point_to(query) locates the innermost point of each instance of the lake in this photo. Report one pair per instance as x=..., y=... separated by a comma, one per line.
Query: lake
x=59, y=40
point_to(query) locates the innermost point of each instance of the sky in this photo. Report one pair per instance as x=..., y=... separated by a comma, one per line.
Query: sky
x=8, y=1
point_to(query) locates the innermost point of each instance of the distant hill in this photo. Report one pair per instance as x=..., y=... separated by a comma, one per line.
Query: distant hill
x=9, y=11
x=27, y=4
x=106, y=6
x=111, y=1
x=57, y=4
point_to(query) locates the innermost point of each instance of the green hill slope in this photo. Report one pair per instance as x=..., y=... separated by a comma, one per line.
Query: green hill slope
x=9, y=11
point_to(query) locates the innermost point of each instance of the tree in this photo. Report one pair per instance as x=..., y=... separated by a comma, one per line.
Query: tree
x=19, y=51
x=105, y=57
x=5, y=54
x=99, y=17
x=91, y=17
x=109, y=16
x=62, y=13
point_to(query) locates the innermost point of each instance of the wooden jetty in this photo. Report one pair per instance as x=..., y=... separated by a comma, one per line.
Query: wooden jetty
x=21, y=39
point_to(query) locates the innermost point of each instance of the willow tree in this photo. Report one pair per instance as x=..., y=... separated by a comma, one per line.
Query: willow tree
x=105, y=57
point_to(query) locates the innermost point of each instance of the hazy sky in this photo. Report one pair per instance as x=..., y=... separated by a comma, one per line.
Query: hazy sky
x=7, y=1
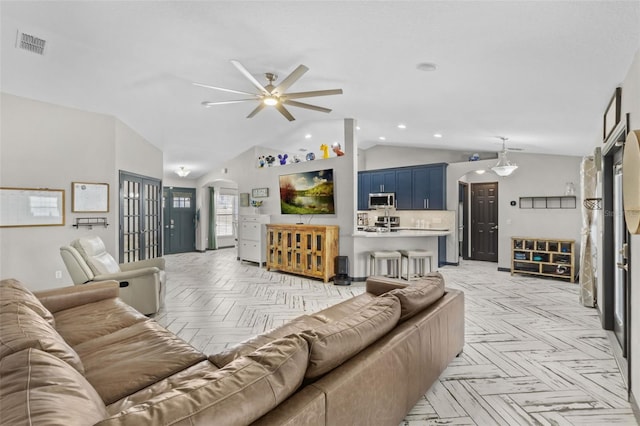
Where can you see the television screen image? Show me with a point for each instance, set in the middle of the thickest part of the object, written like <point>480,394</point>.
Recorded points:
<point>307,193</point>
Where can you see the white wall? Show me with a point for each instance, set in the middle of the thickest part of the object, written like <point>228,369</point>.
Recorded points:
<point>49,146</point>
<point>378,157</point>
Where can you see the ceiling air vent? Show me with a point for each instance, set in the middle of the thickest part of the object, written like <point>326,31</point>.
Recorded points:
<point>30,43</point>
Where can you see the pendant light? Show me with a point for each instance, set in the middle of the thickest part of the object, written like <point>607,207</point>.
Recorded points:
<point>504,166</point>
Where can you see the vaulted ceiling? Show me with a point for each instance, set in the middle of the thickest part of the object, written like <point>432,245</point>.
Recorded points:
<point>539,73</point>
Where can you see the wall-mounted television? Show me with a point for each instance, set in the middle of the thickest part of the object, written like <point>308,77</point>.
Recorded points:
<point>307,193</point>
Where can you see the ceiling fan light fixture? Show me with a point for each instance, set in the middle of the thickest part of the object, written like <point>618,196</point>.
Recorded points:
<point>504,167</point>
<point>270,100</point>
<point>182,172</point>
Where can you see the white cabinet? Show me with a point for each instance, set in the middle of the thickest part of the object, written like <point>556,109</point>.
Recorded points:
<point>252,238</point>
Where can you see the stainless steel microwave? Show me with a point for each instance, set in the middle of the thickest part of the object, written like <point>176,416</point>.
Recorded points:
<point>382,199</point>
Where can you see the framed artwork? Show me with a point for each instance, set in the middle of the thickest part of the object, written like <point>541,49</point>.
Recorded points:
============================================================
▶ [TASK DIRECTIONS]: This task calls for the records to be copied exactly, without pictures.

▶ [ANSWER AREA]:
point_to(query) locates the innermost point of each instance of the lake in this photo. Report one pair per instance as x=..., y=... separated by a comma, one per line.
Query: lake
x=59, y=40
point_to(query) locates the innermost point of each instance of the sky in this photo. Report one pair per instance as x=..., y=... separated by a comma, one per line.
Query: sky
x=8, y=1
point_to(query) locates the innermost point of each instance of the distant hill in this photo. Report one pair per instance as x=..., y=... separated by a comma, one per line.
Query: distant hill
x=9, y=11
x=27, y=4
x=106, y=6
x=111, y=1
x=57, y=4
point_to(query) locates the innermost point of each instance of the green hill slope in this photo. Report one pair per instance as x=..., y=... separated by a comma, one per line.
Query: green hill slope
x=9, y=11
point_to(query) locates the innermost point of each instance of the tree in this photo. Report one pair per instance as x=..., y=... separated by a comma, one per line.
Query: tree
x=19, y=51
x=105, y=57
x=5, y=54
x=99, y=17
x=91, y=17
x=109, y=16
x=62, y=13
point_to(query) locates the innermost point of each instance of the wooden jetty in this photo. Report one pair per instance as x=..., y=... separated by a comma, one per line.
Query: wooden jetty
x=21, y=39
point_to(query) locates the innermost point of each instance of the willow tree in this photo. Report one pair per instance as x=..., y=... separated by a comma, one per line.
Query: willow tree
x=105, y=57
point_to(query) locates the innermost point of each instance of the hazy sky in this photo. Report one pair per instance as x=..., y=... separated by a comma, one per line.
Query: hazy sky
x=7, y=1
Where can you see the television screen image? Show me with a point for each instance, set in the middle of the thickest part of the object, written like <point>480,394</point>.
Recorded points:
<point>307,193</point>
Where can you see the white wall? Show me with a point for each instance, set in the middle of the thickest part of the object, written like <point>228,369</point>.
Recorded points:
<point>49,146</point>
<point>378,157</point>
Where can you see the ceiling air vent? Show me with a point for each instance, set in the middle of the thickest part of the object, written like <point>326,31</point>.
Recorded points:
<point>30,43</point>
Where can you see the pendant light? Show me with a point for each instance, set in the middle of the thickest part of the object, written like <point>607,207</point>.
Recorded points:
<point>504,166</point>
Where can you see the vaulted ceiling? Show me with a point for each instance, set in the middle of the thickest part of the object, written like <point>432,245</point>.
Recorded points:
<point>539,73</point>
Where can you see the wall-mounted television? Show me with a point for each instance, set in the middle of the thickest part of the object, written like <point>308,77</point>.
Recorded points:
<point>307,193</point>
Where can you see the ceiling fan light fixture? Show me with a point for each instance, set in the middle of the thickest part of the object, written like <point>618,196</point>.
Recorded points:
<point>504,167</point>
<point>270,100</point>
<point>182,172</point>
Where can you see the white cabinet? Show me with a point for each instance, set in the middle of the thickest part of the object, written like <point>556,109</point>.
Recorded points:
<point>252,238</point>
Where can you see the stainless steel microwave? Show me with a point for each instance, set in the middle of the thickest part of the object, written like <point>176,416</point>.
Recorded points:
<point>382,199</point>
Where can you see the framed artwork? Show me with a point for each instance, set in the middle of the thickest part of the object, written like <point>541,49</point>.
Recorded points:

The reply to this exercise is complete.